[Saved entries of data]
Segment Open

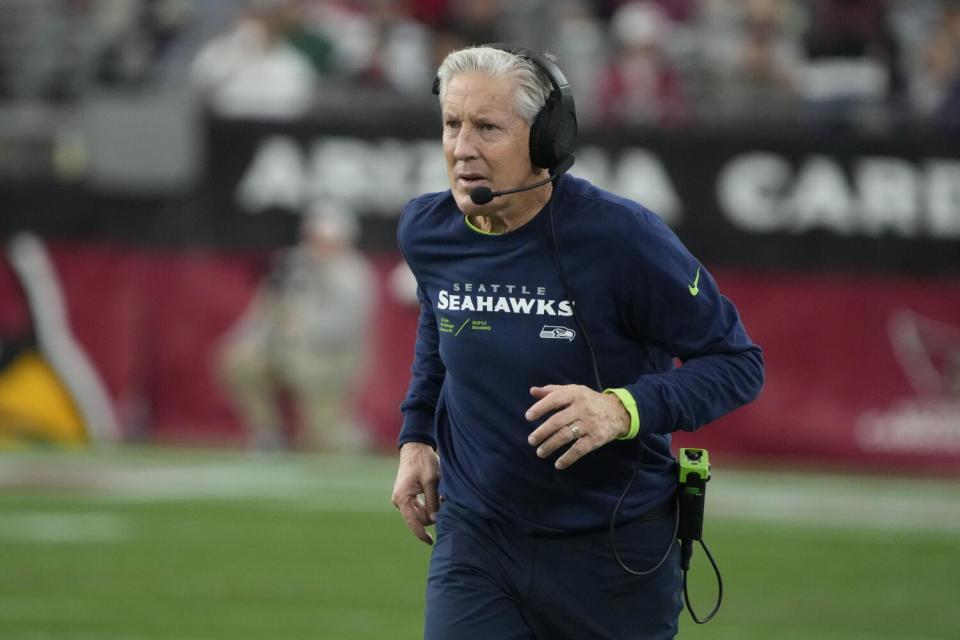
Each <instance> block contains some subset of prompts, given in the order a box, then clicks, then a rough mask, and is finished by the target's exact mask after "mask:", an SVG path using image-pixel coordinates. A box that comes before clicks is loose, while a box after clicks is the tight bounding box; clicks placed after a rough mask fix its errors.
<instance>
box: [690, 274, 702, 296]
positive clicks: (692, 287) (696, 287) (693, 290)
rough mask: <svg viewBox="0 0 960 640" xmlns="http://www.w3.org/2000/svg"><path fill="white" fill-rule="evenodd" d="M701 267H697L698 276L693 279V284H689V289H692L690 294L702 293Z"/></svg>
mask: <svg viewBox="0 0 960 640" xmlns="http://www.w3.org/2000/svg"><path fill="white" fill-rule="evenodd" d="M699 284H700V267H697V277H696V278H694V279H693V284H688V285H687V289H689V290H690V295H692V296H695V295H697V294H698V293H700V287H699V286H698V285H699Z"/></svg>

Segment Closed

# YOUR TASK
Quote all of the records above word for word, leaving out the pictures.

# YOUR SOLUTION
Each <instance> block contains some subset of prompts, given in the order a box, then clicks, then a rough mask, and is finished by the target's exact mask after "mask:", an SVG path using image-pixel coordinates. A box that comes before clicks is loose, while a box after clicks is the tight bounding box; clicks placed after a rough mask fix its errors.
<instance>
box: [690, 274, 702, 296]
positive clicks: (692, 287) (696, 287) (693, 290)
rough mask: <svg viewBox="0 0 960 640" xmlns="http://www.w3.org/2000/svg"><path fill="white" fill-rule="evenodd" d="M701 267H697L698 276L693 279V284H689V289H692L690 294L702 293Z"/></svg>
mask: <svg viewBox="0 0 960 640" xmlns="http://www.w3.org/2000/svg"><path fill="white" fill-rule="evenodd" d="M699 284H700V267H697V277H696V278H694V279H693V284H688V285H687V289H689V290H690V295H692V296H695V295H697V294H698V293H700V287H699V286H698V285H699Z"/></svg>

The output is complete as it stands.